**WHAT IS EXPECTED**
Your task is to print all of the data word for word.

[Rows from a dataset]
⁂

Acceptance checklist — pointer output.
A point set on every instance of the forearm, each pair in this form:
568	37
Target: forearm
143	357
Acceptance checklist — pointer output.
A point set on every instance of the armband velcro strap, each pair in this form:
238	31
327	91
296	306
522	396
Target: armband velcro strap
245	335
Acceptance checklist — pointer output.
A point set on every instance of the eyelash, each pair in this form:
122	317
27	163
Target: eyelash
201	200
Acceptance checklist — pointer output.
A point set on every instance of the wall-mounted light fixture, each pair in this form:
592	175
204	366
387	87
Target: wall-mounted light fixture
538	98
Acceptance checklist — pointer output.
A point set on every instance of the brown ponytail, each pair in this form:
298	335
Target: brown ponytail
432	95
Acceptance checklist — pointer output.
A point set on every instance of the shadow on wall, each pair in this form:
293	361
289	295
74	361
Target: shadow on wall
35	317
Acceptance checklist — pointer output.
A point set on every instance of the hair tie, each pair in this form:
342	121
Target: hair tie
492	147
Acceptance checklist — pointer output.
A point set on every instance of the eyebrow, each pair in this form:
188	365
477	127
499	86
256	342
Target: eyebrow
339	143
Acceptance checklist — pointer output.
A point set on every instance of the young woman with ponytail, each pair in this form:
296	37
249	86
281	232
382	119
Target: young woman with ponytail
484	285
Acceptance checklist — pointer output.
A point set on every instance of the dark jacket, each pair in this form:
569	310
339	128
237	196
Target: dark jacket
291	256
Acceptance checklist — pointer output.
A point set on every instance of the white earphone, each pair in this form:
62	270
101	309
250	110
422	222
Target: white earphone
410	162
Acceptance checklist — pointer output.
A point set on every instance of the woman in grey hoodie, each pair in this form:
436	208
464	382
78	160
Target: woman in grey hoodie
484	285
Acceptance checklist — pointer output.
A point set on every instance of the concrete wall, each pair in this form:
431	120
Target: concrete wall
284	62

⁂

**FULL RESPONSE**
Acceptance checklist — pointer output.
A point set on every instance of the forearm, each pair in this form:
568	37
Target: forearm
143	357
Acceptance checklist — pointer output.
A point set on every instance of the armband velcro strap, each pair in this form:
238	31
327	91
296	306
522	396
Target: armband velcro strap
245	335
Acceptance checklist — pointer output.
A point set on every instance of the eyelash, each pair in this form:
122	317
27	163
Target: eyelash
201	200
Acceptance checklist — pointer output.
A point set on every instance of the wall-mounted light fixture, each pair in this form:
592	175
204	366
387	87
Target: wall-mounted light fixture
538	98
Acceptance checklist — pointer output.
A point set on every instance of the brown ponytail, each pair in this form:
298	335
Target: brown ponytail
432	95
Acceptance checklist — pointer output.
A point set on every instance of the shadow on wall, each pair in this form:
293	361
289	295
74	361
Target: shadow on wall
35	317
Acceptance checklist — pointer output.
A point set on every instance of the hair tie, each pair in this form:
342	121
Target: hair tie
492	147
Acceptance checklist — pointer output.
A point set on every instance of the eyebrow, each pair in this form:
188	365
477	127
499	86
256	342
Target: eyebrow
339	143
Acceptance checklist — pointer output.
A point set on every instance of the young woman with ponytail, each pair in this form:
296	37
249	86
281	232
382	119
Target: young woman with ponytail
484	285
Acceptance checklist — pointer output.
A point set on every instance of the dark jacket, each pair in this form:
569	310
339	128
237	196
Target: dark jacket
291	256
Acceptance checklist — pointer output.
A point set on every instance of the white earphone, each pair in this form:
62	270
101	309
250	110
422	222
Target: white earphone
410	162
Acceptance checklist — pointer output.
A point set on every instance of the woman in grey hoodie, each pair in this form:
436	208
464	382
78	160
Target: woman in grey hoodie
484	285
Acceptance checklist — pointer output.
A point set on every instance of the concrete wall, each pair in this form:
431	120
Target: concrete wall
284	62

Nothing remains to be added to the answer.